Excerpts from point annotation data
• • • • •

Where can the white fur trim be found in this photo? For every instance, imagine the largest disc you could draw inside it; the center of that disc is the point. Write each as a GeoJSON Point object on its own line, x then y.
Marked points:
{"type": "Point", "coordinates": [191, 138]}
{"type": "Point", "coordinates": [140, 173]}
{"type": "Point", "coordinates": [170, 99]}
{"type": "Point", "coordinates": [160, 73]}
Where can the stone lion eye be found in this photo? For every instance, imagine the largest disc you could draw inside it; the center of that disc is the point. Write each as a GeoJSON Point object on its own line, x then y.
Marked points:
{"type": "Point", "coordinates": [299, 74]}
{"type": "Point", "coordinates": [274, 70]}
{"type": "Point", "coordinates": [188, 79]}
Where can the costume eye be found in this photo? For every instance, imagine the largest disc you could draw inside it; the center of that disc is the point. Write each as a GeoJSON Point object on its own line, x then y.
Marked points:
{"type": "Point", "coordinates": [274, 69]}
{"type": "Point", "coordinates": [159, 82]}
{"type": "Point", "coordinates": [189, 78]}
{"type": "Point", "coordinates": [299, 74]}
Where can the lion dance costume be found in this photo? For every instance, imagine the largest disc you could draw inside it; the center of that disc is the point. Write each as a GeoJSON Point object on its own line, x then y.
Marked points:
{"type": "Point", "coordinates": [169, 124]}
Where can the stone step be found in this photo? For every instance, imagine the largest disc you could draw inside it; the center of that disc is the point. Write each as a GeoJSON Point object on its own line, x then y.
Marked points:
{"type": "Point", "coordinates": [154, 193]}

• • • • •

> _Given request_: Please arrange every line of the items above as a JSON list of strings, one string per line, leaving out any blank lines.

> _Solved problem_:
[
  "Where can the white fur trim be found in this photo? For every instance, imagine the largest disc you could draw inside it; the center of that disc is the point. Write each as a GeoJSON Point object on its own line, x then y.",
  "Marked points:",
  "{\"type\": \"Point\", \"coordinates\": [191, 138]}",
  "{\"type\": \"Point\", \"coordinates\": [140, 173]}",
  "{\"type\": \"Point\", \"coordinates\": [170, 99]}",
  "{\"type\": \"Point\", \"coordinates\": [160, 73]}",
  "Where can the stone lion eye be found in this photo? For every instance, imagine the largest disc you could draw inside it; the center of that disc is the point. Write each as a GeoJSON Point object on its own line, x then y.",
  "Marked points:",
  "{\"type\": \"Point\", \"coordinates\": [299, 74]}",
  "{\"type\": \"Point\", \"coordinates\": [274, 70]}",
  "{\"type\": \"Point\", \"coordinates\": [188, 79]}",
  "Where can the costume eye be found in this photo? For every instance, imagine the largest disc you could draw inside it; the center of that disc is the point. Write each as a GeoJSON Point object on its own line, x then y.",
  "Marked points:",
  "{\"type\": \"Point\", \"coordinates\": [274, 69]}",
  "{\"type\": \"Point\", \"coordinates\": [159, 82]}",
  "{\"type\": \"Point\", \"coordinates\": [189, 78]}",
  "{\"type\": \"Point\", \"coordinates\": [299, 74]}",
  "Where can the lion dance costume be found in this photo? For every instance, imagine the largest disc you could draw inside it; the center of that disc is the point. Write each as a GeoJSON Point object on its own line, x then y.",
  "Marked points:",
  "{\"type\": \"Point\", \"coordinates\": [169, 124]}",
  "Where can the stone step be found in this photo? For every instance, imagine the largest disc you could draw inside it; the center of that disc is the point. Write each as a GeoJSON Point object on its own line, x then y.",
  "Marked points:",
  "{\"type\": \"Point\", \"coordinates\": [154, 193]}"
]